WORK TO DO.
Answer these questions from the text on the portrait of Lillie Langtry.
1. What is the portrait painted on?
2. Where and in what exhibition was it shown in 1979?
3. In what year did Lillie Langtry become a naturalised American?

----- READING TEXT

James Sant, R.A. (1820-1916)
James Sant, R.A. (1820-1916)

Portrait of Lillie Langtry

Details
James Sant, R.A. (1820-1916)
Portrait of Lillie Langtry
signed with the initials 'JS' (lower left)
oil on panel
12 x 9 in. (30.5 x 22.8 cm.)
Provenance
Commissioned by Albert Edward, Prince of Wales (later Edward VII), or given to him by the artist.
By descent to his daughter, Princess Louise, Duchess of Fife.
Mr and Mrs William Redford by 1961.
Exhibited
London, Christie, Manson & Woods, Loan Exhibition of Royal Gifts, 1961-2, no. 153 (as by John Singer Sargent).
London, Somerset House, Art Treasures, 1979, no. P42 (as by John Singer Sargent).
Brighton, Brighton Museum, Brighton Heritage Exhibition, 1984.

Lot Essay

Born on 13 October 1853, Lillie Langtry was the only daughter of William Corbet Le Breton, Dean of Jersey. Determined to escape her restricted surroundings, she contracted a loveless marriage with Edward Langty, the affluent friend of one of her brothers, in March 1874. The following year the couple settled in London, which had long been the focus of Lillie's ambitions, and in May 1876 she made a sensational entrance into society at a party given by Sir John and Lady Sebright in Lowndes Square. Overnight she was the talk of the town, invited everywhere, and regarded as an arbiter of fashion. 'Never...had such universal worship been paid to beauty', wrote the young artist Graham Robertson, one of her greatest admirers. 'The Langtry bonnet, the Langtry shoe, even the Langtry dress-improver, were widely stocked and as widely bought; photographs of Mrs Langtry papered London'. For three seasons she reigned supreme as a professional beauty, and it was an open secret that she was the Prince of Wales's mistress. The affair came to an end when she overstepped the mark and dropped a cube of ice down his back in a moment of high spirits at a fancy-dress ball. By this time she was also heavily in debt, her marriage was in ruins, and she was pregnant by another Royal lover, Prince Louis of Battenberg. These tribulations, however, did not overwhelm her. Faced with the necessity of making money, she decided to go on the stage, and she remained a successful if not brilliant actress for nearly thirty years. She became a naturalised American in 1887, and much of her later life was spent in the U.S.A.

----------
----- DATASET EXTRACT

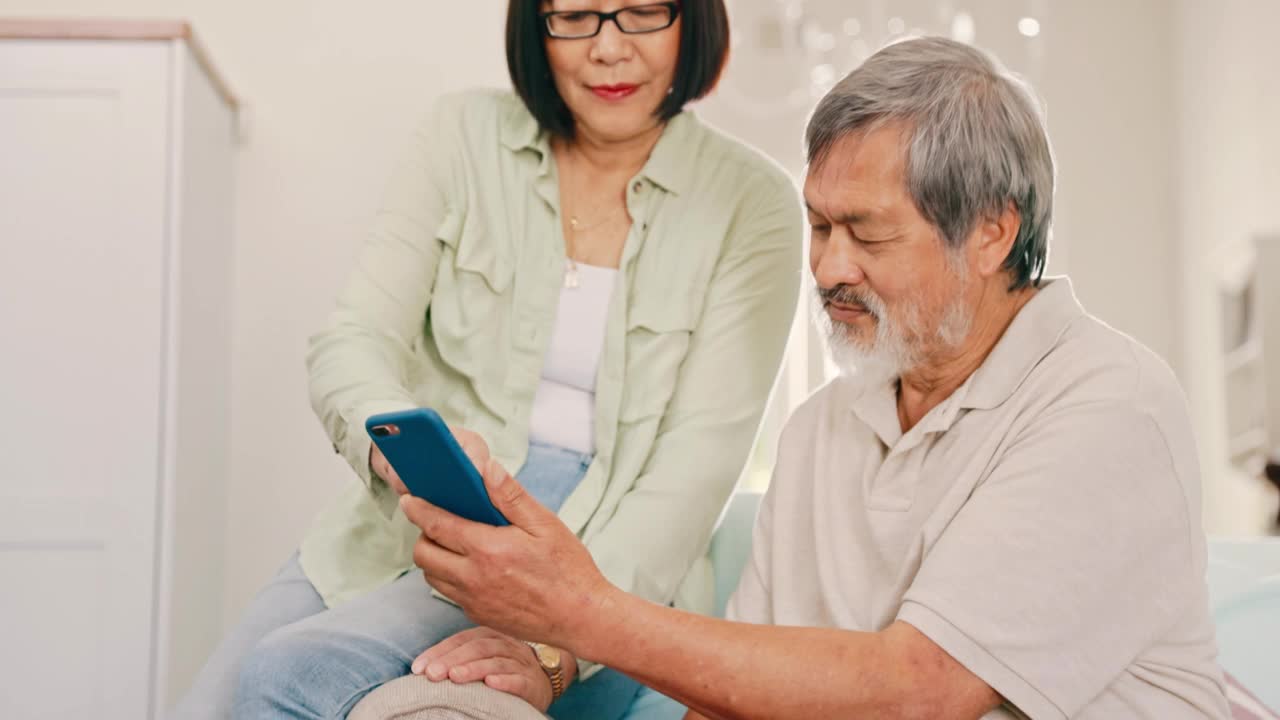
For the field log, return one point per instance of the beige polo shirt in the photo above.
(1041, 525)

----------

EXERCISE SOLUTION.
1. Oil on panel.
2. At Somerset House in London, in the exhibition Art Treasures.
3. 1887.